*What to do:*
Can you copy, word for word, everything in the data below from the line containing "like point(85, 547)." down to the line containing "point(73, 199)", including both of those lines?

Raw records:
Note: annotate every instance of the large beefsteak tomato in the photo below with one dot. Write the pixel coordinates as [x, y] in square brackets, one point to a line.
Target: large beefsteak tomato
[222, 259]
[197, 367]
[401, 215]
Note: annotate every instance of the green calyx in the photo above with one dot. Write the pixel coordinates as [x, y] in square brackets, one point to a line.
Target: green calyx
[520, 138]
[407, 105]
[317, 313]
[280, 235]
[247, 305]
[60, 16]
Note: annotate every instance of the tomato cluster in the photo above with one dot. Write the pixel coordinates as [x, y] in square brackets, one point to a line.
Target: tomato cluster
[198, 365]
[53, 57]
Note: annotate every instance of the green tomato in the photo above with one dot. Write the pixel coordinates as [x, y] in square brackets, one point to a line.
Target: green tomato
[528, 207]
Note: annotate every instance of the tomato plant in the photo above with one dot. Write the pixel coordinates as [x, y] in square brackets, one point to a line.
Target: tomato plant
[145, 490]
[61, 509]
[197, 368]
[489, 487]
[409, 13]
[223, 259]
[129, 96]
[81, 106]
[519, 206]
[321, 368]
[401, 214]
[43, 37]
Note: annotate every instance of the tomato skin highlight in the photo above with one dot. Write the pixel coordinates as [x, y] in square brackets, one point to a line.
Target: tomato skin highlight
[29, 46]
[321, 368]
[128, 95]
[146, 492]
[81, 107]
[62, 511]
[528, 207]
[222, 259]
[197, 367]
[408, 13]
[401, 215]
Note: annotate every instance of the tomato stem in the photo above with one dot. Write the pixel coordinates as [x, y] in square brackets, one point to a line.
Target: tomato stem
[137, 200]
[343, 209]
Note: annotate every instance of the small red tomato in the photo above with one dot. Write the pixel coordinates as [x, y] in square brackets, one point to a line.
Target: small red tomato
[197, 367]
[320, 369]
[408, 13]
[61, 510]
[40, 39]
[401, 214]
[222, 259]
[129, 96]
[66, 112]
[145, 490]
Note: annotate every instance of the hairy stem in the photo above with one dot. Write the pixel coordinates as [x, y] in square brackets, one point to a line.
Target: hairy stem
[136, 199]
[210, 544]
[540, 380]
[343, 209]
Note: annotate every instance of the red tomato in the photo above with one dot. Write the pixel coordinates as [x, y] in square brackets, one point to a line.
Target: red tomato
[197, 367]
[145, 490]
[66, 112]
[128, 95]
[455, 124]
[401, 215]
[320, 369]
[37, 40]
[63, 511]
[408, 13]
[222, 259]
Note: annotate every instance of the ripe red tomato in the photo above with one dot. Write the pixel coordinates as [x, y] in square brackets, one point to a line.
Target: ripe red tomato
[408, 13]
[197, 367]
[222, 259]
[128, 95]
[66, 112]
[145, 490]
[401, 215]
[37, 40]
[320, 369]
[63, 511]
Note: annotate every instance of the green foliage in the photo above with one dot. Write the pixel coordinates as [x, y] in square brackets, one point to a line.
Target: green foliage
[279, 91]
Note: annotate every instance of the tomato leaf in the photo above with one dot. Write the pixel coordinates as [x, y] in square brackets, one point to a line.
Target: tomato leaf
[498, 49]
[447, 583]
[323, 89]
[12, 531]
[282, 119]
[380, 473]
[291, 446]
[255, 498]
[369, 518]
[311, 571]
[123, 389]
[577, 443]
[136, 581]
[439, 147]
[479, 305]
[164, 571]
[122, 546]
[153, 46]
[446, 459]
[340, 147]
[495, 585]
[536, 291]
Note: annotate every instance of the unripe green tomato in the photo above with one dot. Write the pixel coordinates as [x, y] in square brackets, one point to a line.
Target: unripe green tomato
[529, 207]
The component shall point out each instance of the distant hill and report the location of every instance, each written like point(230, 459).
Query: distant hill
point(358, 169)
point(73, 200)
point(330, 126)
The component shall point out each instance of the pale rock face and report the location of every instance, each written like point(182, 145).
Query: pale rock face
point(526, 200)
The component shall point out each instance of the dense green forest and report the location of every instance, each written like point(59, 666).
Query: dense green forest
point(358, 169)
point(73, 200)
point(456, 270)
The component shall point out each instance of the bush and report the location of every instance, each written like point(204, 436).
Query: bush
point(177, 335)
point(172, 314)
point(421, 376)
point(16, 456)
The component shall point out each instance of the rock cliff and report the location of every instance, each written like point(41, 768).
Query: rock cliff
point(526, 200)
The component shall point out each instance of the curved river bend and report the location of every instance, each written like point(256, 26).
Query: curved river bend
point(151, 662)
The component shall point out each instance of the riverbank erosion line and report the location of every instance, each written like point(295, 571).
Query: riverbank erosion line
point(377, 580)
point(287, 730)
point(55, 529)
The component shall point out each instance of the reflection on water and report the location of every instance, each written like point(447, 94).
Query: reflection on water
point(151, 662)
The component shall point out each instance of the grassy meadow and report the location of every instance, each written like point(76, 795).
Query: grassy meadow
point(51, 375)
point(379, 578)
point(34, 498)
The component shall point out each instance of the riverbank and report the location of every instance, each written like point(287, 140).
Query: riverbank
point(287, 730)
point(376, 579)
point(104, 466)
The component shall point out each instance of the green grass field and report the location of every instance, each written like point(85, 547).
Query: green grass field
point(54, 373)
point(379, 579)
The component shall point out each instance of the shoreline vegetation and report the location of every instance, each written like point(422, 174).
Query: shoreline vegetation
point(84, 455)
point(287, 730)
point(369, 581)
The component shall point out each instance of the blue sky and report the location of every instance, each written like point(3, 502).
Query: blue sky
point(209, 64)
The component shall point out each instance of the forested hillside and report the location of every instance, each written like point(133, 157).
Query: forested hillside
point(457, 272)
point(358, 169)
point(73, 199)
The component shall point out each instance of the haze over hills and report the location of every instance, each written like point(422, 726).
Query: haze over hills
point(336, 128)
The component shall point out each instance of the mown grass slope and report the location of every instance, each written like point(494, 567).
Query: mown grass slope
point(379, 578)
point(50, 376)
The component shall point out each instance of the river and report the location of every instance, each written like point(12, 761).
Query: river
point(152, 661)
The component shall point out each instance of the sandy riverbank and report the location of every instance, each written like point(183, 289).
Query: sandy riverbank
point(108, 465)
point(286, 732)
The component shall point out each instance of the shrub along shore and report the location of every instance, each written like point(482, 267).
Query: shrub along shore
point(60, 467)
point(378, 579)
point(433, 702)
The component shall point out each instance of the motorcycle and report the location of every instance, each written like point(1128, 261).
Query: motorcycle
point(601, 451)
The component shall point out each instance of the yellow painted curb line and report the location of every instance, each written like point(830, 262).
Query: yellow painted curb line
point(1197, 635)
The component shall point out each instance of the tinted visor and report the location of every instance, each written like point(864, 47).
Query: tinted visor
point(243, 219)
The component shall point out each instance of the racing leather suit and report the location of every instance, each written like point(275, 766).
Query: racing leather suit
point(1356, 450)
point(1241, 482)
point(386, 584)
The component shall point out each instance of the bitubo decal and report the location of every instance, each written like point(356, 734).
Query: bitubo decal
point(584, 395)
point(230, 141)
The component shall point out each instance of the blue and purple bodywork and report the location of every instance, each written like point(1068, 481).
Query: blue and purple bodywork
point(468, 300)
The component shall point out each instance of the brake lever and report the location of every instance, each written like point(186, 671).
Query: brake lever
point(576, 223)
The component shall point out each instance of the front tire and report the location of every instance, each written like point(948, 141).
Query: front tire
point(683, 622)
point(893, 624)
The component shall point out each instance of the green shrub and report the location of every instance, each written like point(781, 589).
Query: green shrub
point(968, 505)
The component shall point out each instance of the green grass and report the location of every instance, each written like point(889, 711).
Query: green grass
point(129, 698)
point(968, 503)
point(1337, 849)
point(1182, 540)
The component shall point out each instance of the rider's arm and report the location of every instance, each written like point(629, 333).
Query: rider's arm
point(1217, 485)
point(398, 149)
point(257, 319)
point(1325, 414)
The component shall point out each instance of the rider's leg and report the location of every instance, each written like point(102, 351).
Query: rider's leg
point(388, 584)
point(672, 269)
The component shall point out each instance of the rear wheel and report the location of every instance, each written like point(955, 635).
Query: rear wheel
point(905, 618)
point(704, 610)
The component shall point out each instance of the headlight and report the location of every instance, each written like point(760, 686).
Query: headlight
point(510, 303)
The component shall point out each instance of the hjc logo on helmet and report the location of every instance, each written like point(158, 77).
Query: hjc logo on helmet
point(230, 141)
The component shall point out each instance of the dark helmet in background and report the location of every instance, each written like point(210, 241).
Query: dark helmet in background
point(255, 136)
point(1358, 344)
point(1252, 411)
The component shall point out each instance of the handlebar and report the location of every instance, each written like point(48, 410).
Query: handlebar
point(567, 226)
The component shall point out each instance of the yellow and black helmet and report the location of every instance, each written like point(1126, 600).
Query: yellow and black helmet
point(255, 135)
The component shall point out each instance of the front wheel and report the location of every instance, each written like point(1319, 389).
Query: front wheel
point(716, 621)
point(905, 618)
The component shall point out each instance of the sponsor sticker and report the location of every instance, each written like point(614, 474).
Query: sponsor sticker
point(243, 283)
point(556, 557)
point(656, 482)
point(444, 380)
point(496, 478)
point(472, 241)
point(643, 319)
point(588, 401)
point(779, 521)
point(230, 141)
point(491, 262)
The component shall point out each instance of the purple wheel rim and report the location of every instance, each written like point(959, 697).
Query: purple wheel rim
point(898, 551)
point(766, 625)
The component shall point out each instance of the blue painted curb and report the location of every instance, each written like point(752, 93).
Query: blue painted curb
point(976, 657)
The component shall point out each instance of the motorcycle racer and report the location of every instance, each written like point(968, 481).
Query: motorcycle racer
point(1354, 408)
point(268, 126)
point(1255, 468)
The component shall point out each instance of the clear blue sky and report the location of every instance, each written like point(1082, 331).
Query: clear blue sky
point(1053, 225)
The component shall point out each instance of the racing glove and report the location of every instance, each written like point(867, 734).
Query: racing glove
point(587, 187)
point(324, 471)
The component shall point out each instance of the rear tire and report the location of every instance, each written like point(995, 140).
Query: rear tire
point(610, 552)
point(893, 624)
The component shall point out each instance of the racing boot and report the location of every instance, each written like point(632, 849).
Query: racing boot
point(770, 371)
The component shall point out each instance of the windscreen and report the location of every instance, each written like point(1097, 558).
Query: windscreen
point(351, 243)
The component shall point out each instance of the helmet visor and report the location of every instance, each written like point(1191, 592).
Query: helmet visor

*Expected answer:*
The component shall point out each instance of the green grass field and report the location of every instance, each written like point(85, 547).
Query: green grass field
point(54, 373)
point(379, 579)
The component shall point out each instance of the shoreline vegetation and report the location of every instance, each written like point(422, 174).
Query: shoreline vegetation
point(84, 455)
point(287, 730)
point(369, 581)
The component shall point out each instance of the blue sky and report the location of every instance, each written like point(3, 502).
Query: blue sky
point(209, 64)
The component shall point out each instance of the forested hillside and report the location of every instance, each written like point(133, 157).
Query: forested hillside
point(457, 272)
point(358, 169)
point(73, 199)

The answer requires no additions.